## Text provided
Rosenberg’s Self-Esteem Scale

In the field of psychology, self-esteem has been widely recognized as a critical factor influencing an individual’s mental well-being. Rosenberg’s Self-Esteem Scale (RSES), created by Dr. Morris Rosenberg, is a renowned tool to evaluate an individual’s overall self-worth or self-esteem.

Want to find out your own RSES score? You can take the test online here. It only takes about 2 minutes, is completely free, and you don’t have to submit your email or any personally identifiable information.

Structure of the Scale

The Rosenberg Self-Esteem Scale consists of 10 items, aimed at assessing a person’s general sense of self-worth. These items are statements related to self-respect and self-acceptance, answered on a four-point Likert scale ranging from “Strongly Agree” to “Strongly Disagree.”

The design is intentionally simple yet highly effective, providing accurate insights into an individual’s perception of themselves.

Usage and Application

Since its inception in 1965, this scale has been widely used across various settings including academic research, clinical environments, and counseling sessions.

  1. Academic Research: Helps in studying the relationship between self-esteem and other psychological factors.
  2. Clinical Practice: Assists in diagnosing and treating mental health issues related to low self-esteem.
  3. Educational Settings: Aids in understanding students’ self-esteem which can influence academic performance and social interactions.


The scores can range from 10 to 40, with higher scores indicating higher self-esteem. A score below 15 may suggest low self-esteem, while a score above 25 often indicates healthy self-esteem.

It’s essential to recognize that interpretation may vary slightly depending on context and population, and the assistance of a trained professional in interpreting the results is often recommended.

Validity and Reliability

The Rosenberg Self-Esteem Scale is praised for its high reliability and validity across different cultures and age groups. It’s adaptable and has been translated into various languages.


Some criticism has been leveled at the scale for its focus on global self-esteem rather than more nuanced aspects of self-concept. However, its broad application and consistent performance outweigh these concerns for most practitioners.


Rosenberg’s Self-Esteem Scale stands as a seminal contribution to psychological assessments, playing an instrumental role in our understanding of self-esteem. It has survived the test of time and remains a first-choice tool for many professionals in various fields.

While it may not capture every nuance of an individual’s self-esteem, its accessibility, reliability, and effectiveness ensure its place as an invaluable tool for assessing this fundamental aspect of human psychology. It continues to provide a robust foundation for research, therapy, and personal development, shaping the way we approach and understand the concept of self-worth.

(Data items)
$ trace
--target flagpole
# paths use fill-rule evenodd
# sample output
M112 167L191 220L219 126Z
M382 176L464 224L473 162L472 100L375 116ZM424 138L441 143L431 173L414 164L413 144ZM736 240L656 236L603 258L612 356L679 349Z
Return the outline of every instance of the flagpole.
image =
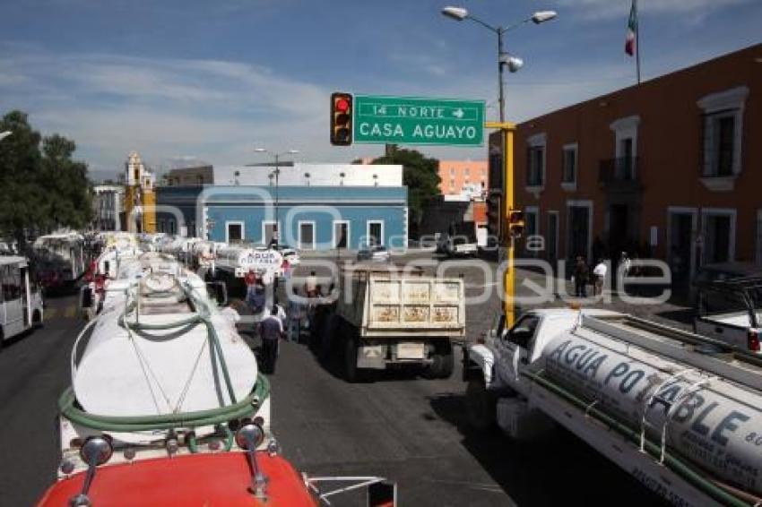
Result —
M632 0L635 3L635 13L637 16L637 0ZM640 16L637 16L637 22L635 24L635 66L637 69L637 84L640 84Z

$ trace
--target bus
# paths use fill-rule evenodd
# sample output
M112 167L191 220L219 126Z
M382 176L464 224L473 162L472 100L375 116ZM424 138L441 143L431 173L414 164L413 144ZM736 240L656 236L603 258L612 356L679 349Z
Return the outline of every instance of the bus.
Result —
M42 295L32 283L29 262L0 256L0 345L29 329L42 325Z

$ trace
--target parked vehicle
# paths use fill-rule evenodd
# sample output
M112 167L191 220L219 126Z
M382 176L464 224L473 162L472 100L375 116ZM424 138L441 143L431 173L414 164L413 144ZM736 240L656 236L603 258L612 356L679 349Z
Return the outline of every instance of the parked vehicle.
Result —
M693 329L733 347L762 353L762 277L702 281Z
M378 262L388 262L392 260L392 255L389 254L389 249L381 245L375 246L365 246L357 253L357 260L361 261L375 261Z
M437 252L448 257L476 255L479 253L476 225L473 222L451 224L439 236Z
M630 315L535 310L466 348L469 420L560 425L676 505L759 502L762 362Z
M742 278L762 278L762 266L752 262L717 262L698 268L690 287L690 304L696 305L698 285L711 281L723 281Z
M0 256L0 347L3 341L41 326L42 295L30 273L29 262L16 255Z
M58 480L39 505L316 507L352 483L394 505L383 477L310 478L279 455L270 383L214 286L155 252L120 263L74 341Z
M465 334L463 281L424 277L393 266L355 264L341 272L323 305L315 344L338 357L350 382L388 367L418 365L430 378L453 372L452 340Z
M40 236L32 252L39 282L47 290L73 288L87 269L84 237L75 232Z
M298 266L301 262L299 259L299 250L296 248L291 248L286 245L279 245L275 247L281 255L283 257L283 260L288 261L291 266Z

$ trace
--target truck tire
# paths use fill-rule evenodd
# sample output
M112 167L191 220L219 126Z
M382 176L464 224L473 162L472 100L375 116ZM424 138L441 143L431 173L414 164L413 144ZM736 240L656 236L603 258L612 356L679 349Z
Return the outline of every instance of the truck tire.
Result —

## Exercise A
Rewrite the passage from the Rosenberg scale text starting with "1. Academic Research: Helps" and going on through "and social interactions.", replacing "Clinical Practice" with "Clinical Work".
## Exercise B
According to the Rosenberg scale text, in what year did the scale come into use?
None of the lines are needed here.

## Output A
1. Academic Research: Helps in studying the relationship between self-esteem and other psychological factors.
  2. Clinical Work: Assists in diagnosing and treating mental health issues related to low self-esteem.
  3. Educational Settings: Aids in understanding students’ self-esteem which can influence academic performance and social interactions.

## Output B
1965